Materials provided:
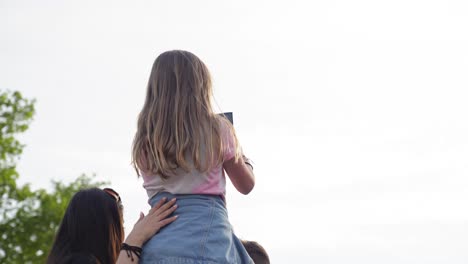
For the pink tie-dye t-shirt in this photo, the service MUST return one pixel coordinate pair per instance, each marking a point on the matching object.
(194, 182)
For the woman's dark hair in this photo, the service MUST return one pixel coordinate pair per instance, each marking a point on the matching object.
(92, 226)
(256, 252)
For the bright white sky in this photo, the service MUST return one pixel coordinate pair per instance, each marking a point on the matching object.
(354, 112)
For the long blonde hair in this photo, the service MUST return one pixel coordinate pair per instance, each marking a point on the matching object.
(177, 127)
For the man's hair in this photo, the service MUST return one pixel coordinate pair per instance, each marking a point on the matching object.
(256, 252)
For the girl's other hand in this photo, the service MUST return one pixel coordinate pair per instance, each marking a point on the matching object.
(147, 226)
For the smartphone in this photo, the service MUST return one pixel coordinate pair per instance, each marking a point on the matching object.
(228, 116)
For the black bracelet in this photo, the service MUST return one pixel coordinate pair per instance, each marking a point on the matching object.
(130, 250)
(248, 163)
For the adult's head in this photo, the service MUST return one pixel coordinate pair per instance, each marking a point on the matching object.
(91, 227)
(256, 252)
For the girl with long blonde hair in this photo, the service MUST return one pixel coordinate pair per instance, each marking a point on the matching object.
(182, 149)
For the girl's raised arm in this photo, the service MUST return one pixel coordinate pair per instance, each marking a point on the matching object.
(241, 174)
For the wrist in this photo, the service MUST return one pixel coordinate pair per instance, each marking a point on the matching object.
(133, 241)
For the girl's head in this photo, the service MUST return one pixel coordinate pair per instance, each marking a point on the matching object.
(91, 228)
(177, 122)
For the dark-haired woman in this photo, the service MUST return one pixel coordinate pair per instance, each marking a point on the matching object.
(92, 229)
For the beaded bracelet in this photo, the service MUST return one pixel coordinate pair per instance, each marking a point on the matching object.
(131, 250)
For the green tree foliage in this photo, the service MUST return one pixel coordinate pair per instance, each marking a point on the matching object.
(28, 218)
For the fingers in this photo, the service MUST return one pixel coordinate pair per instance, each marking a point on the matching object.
(167, 212)
(165, 206)
(159, 204)
(167, 221)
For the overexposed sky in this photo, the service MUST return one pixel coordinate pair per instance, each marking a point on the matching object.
(354, 112)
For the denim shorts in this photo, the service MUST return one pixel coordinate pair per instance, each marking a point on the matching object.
(201, 234)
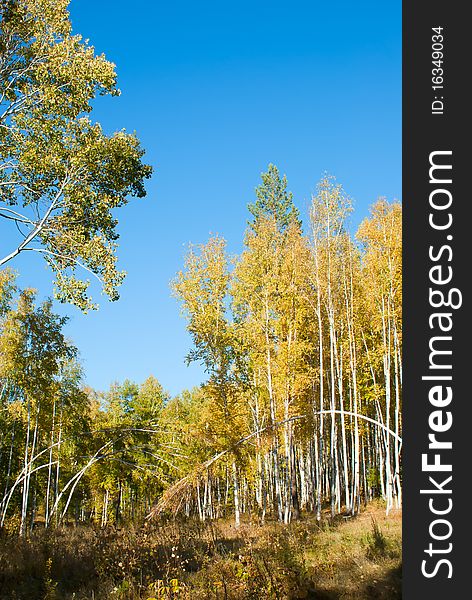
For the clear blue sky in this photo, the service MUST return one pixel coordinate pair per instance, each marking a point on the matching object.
(216, 91)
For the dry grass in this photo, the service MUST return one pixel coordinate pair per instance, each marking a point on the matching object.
(346, 558)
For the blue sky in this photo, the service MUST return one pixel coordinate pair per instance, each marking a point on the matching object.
(216, 91)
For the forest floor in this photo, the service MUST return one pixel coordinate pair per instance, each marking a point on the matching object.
(345, 558)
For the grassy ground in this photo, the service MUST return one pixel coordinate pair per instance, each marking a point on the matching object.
(355, 558)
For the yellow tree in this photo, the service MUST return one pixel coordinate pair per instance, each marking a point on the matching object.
(381, 236)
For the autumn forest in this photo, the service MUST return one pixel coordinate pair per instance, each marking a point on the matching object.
(224, 490)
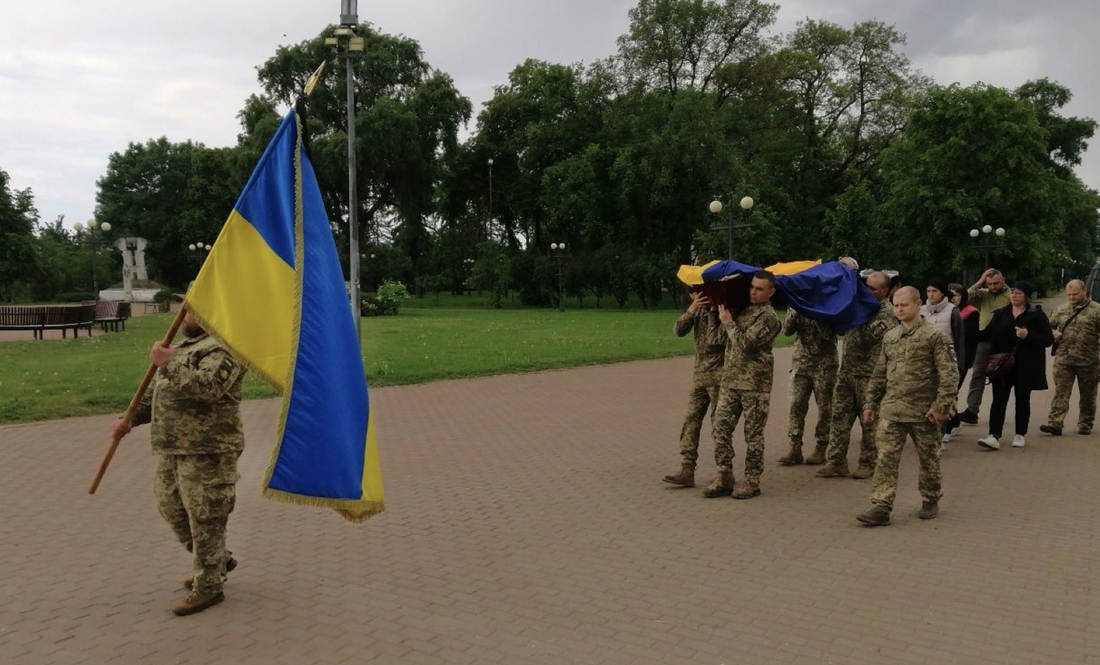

Given problem: Reproduce all of the records above verbatim, leaving out the pictures.

Finished task:
For the pink tie-dye t-shirt in this photo, the service MUST return one pixel coordinate pair per instance, each marking a point on the matching object.
(194, 182)
For the woman's dark hair in this photo, the service MUST return one pixel coordinate pair per instance, each marking a point on the matching object.
(92, 226)
(256, 252)
For the bright white sky in this photo, the service MUST return one pixel coordinate pair per instance, each marking a point on the matching object.
(354, 112)
For the long blonde hair in this photo, the service MUST return one pixel coordinate pair per instance, each marking a point on the matching object.
(177, 127)
For the man's hair in this photo, the service MUST return one pixel coordinate pair per instance, each marking a point on the matching object.
(256, 252)
For the girl's other hand in this photo, the service MUST return one pixel coordinate pair per instance, each marking a point on the matching object.
(147, 226)
For the smartphone in this photo, the service MUST return one pixel coordinate pair per instance, each marking a point on the matching object.
(228, 116)
For the black bracelet in this photo, the service MUST return one pixel coordinate pair per instance, each marking a point on the matching object.
(130, 250)
(248, 163)
For the adult's head in this photo, the service MUST return one pixel coordinate pair per instance, each marking a point on the matching object.
(91, 227)
(256, 252)
For the girl with long blonde hair in this photo, the service MUST return one pixel coordinate pair per instance, each marking a point on the matching object.
(182, 149)
For the girl's raised arm in this photo, the service MUST return one pixel coordinate pair per instance, each marking a point on the matching object.
(241, 174)
For the wrist in this photo, the service MUST return one pixel coordinate pair per instance, each marking a point on the matching object.
(133, 241)
For the girl's head in this photo, the service MUST return one pixel coordinate pair per instance, each marking a point on the matching object.
(91, 228)
(177, 122)
For the dark-haired woman in this photo, the service MUST return one pixel coordinate pair per instance, each marking a point on the matching object.
(92, 229)
For the beaded bracelet in this photo, the service MUST return one pixel coordinate pair per instance, each marking a point on the matching object.
(131, 250)
For the green tree foliage in this photo, the service MUST return one pixel coordinate pair per instance, each marking a point on the matching object.
(28, 218)
For the fingers in this photo, the service MUST return one pixel coordinate pair per instance, each marking a point on the matching object.
(167, 212)
(165, 206)
(159, 204)
(167, 221)
For the overexposed sky in this photo, the service MUST return one pixel coordinate pair per instance, each marking a point on the matching object.
(354, 112)
For the denim shorts in this photo, the service MUST return one pixel coordinate pair per instance, each marking a point on the matching object.
(201, 234)
For the clear blue sky in this photo, the service MUST return one pixel coordinate pair per instance, each marking a point on the matching object.
(216, 91)
For the dry grass in this photo, the service MUST return one pixel coordinate pair per instance, each marking a point on the matching object.
(346, 558)
For the blue sky in this photo, the service MUST return one pixel coordinate pair per instance, each marking a point on the matching object.
(216, 91)
For the forest floor in this photo, the service MUST return one pixel coordinate pair per instance, each marking a point on the matching object.
(345, 558)
For the grassy ground in this photo, the service MUST return one pixel coordinate pair per instance, each marking a point on the matching object.
(355, 558)
For the yellow tree in this photo, the service MUST return one pixel coordinate pair per instance, each marking a point on the matching object.
(381, 236)
For the autumn forest in this photo, the service MUST return one pixel coordinate pair per instance, each marking a point on the matching object.
(224, 490)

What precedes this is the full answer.